Problem requirements:
Copy out each line of the data that holds the word "rough".

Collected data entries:
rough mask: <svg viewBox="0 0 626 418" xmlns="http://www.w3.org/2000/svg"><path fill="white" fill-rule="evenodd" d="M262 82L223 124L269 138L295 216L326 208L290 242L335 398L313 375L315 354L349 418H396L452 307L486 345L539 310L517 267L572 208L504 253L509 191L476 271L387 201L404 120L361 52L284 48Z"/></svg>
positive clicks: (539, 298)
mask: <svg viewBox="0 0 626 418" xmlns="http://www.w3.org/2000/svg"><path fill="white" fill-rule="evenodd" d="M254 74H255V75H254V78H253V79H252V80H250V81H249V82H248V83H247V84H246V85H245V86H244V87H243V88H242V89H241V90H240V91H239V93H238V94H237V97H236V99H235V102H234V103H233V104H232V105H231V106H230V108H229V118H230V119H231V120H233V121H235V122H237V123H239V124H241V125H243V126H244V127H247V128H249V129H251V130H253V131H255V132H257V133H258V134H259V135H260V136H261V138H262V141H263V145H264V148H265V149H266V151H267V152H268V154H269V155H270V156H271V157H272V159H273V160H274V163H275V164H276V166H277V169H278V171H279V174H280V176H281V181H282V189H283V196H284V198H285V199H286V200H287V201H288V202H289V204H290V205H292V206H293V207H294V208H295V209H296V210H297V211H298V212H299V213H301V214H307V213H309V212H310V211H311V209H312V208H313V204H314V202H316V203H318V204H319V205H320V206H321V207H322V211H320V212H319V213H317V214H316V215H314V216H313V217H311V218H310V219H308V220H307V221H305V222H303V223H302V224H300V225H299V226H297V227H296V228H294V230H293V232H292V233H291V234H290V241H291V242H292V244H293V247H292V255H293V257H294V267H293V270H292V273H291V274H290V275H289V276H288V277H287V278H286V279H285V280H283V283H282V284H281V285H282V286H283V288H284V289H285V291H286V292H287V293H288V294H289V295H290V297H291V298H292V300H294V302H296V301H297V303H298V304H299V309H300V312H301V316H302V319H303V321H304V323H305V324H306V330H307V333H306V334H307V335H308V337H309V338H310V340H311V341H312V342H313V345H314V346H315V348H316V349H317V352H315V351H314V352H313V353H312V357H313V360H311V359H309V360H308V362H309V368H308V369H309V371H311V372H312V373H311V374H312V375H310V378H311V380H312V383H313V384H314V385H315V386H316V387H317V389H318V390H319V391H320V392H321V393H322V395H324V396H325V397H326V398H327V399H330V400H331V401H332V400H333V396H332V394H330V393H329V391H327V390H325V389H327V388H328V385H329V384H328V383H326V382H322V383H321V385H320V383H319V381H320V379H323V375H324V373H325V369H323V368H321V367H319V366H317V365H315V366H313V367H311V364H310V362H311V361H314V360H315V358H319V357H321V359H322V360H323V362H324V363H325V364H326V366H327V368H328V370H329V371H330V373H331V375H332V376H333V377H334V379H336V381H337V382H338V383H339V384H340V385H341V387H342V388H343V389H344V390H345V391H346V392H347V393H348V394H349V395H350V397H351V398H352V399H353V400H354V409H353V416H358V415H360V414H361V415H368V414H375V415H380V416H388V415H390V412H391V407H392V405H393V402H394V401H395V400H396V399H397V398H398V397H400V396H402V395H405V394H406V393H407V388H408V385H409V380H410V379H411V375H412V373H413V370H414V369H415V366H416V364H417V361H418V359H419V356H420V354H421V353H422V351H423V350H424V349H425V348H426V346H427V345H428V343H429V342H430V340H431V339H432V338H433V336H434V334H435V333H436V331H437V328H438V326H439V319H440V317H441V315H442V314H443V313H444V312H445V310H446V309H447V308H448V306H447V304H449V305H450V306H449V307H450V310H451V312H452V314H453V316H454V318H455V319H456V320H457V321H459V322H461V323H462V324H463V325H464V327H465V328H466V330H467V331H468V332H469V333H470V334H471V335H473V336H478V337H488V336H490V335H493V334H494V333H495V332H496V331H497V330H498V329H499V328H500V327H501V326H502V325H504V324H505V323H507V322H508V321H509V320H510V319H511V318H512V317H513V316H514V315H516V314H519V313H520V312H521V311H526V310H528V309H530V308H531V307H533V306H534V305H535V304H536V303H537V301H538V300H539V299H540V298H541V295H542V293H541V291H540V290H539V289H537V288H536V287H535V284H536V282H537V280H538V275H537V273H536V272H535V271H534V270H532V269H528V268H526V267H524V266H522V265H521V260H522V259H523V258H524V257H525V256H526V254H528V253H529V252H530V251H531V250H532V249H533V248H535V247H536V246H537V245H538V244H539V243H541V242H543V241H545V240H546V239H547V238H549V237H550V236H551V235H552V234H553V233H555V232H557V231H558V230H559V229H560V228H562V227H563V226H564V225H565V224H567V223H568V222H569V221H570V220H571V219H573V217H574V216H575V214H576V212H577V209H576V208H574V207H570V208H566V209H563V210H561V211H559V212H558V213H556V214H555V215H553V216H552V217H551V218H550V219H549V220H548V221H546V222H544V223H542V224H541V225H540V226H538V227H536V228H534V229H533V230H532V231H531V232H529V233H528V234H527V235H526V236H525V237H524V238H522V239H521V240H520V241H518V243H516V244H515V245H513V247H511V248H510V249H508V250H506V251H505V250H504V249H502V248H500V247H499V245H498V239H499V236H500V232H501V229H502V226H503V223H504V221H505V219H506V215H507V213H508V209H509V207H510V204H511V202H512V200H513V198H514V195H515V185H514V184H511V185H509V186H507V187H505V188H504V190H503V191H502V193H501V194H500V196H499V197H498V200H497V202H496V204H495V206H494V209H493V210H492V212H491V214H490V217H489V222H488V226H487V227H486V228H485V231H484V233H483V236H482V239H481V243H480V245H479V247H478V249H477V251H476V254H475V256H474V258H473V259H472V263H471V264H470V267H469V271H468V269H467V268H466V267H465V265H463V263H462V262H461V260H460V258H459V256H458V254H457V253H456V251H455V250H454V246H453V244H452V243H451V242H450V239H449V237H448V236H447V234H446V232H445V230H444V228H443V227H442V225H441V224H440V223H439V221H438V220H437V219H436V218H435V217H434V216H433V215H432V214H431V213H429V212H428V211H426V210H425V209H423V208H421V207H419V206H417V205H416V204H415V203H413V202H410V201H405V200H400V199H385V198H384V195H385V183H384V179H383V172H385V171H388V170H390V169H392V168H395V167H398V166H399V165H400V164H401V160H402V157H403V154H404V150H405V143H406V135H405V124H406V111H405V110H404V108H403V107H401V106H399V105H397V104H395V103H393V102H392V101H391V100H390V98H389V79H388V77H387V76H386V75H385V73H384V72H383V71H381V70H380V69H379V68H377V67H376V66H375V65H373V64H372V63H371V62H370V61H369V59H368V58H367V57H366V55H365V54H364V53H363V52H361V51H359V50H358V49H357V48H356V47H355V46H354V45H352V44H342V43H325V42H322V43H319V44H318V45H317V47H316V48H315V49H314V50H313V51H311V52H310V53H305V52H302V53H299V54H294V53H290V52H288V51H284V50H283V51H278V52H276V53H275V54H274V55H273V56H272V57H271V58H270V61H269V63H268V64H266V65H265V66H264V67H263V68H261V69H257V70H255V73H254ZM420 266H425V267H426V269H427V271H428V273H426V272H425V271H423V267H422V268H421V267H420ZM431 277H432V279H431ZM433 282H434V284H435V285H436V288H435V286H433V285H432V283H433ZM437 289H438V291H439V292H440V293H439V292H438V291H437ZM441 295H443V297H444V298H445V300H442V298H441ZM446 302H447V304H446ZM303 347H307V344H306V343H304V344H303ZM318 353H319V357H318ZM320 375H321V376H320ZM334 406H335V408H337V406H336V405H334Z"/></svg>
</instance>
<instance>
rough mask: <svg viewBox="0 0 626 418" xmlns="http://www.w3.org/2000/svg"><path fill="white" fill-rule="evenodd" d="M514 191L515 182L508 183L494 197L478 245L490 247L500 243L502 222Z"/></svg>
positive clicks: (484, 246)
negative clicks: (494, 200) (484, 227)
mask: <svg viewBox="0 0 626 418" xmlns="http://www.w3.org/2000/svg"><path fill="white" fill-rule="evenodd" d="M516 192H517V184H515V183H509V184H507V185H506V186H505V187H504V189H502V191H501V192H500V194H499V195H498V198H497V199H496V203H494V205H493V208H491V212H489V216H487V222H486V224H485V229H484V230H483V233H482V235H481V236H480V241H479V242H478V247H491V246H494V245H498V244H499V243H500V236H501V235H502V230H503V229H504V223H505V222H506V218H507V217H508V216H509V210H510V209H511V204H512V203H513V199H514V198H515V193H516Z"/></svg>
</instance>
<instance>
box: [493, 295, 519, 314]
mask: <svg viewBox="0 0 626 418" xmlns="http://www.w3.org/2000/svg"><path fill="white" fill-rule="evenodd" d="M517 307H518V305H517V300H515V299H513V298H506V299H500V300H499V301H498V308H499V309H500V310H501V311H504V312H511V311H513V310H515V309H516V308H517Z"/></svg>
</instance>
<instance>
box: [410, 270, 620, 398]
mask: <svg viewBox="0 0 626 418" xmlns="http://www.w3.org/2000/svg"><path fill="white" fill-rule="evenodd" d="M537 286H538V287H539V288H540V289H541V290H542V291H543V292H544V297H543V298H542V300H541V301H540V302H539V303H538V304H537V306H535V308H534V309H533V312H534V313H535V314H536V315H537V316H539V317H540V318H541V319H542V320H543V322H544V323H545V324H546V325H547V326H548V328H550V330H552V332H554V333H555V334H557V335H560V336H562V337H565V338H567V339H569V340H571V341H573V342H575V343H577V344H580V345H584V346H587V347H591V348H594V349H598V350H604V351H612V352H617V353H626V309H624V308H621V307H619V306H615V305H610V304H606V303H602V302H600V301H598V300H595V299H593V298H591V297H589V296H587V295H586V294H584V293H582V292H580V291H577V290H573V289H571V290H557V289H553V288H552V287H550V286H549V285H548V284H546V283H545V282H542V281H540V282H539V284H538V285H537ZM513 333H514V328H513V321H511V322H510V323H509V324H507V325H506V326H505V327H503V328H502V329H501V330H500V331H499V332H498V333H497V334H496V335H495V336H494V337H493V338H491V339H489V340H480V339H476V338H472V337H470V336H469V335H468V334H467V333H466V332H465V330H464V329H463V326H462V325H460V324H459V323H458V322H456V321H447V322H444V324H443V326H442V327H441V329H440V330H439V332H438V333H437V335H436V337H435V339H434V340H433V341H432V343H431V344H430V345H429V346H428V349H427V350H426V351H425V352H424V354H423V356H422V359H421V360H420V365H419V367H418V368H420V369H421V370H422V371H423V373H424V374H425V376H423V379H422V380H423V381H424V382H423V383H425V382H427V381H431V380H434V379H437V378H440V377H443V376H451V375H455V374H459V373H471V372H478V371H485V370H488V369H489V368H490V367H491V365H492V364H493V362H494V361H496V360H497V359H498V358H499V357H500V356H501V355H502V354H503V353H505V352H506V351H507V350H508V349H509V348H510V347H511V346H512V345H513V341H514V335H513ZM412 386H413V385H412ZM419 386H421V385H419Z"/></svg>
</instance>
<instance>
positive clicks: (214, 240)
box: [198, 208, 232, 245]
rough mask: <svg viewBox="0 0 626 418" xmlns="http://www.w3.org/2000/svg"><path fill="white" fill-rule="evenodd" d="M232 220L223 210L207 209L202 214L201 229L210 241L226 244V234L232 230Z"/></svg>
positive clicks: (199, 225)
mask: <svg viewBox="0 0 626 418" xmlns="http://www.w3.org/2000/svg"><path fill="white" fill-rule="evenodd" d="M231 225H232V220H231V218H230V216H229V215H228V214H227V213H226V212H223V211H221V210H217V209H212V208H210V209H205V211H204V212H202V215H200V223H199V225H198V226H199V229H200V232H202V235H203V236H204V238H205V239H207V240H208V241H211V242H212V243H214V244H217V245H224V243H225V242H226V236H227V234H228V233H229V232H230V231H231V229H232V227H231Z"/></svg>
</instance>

Response area:
rough mask: <svg viewBox="0 0 626 418" xmlns="http://www.w3.org/2000/svg"><path fill="white" fill-rule="evenodd" d="M262 82L223 124L269 138L295 216L326 208L290 242L335 398L313 375L315 354L349 418H396L452 307L486 345L539 310L517 267L572 208L504 253L509 191L476 271L387 201L404 120L361 52L284 48Z"/></svg>
rough mask: <svg viewBox="0 0 626 418" xmlns="http://www.w3.org/2000/svg"><path fill="white" fill-rule="evenodd" d="M514 191L515 182L508 183L494 197L478 245L490 247L500 243L502 222Z"/></svg>
rough mask: <svg viewBox="0 0 626 418" xmlns="http://www.w3.org/2000/svg"><path fill="white" fill-rule="evenodd" d="M232 220L223 210L207 209L202 214L201 229L210 241L226 244V234L232 230Z"/></svg>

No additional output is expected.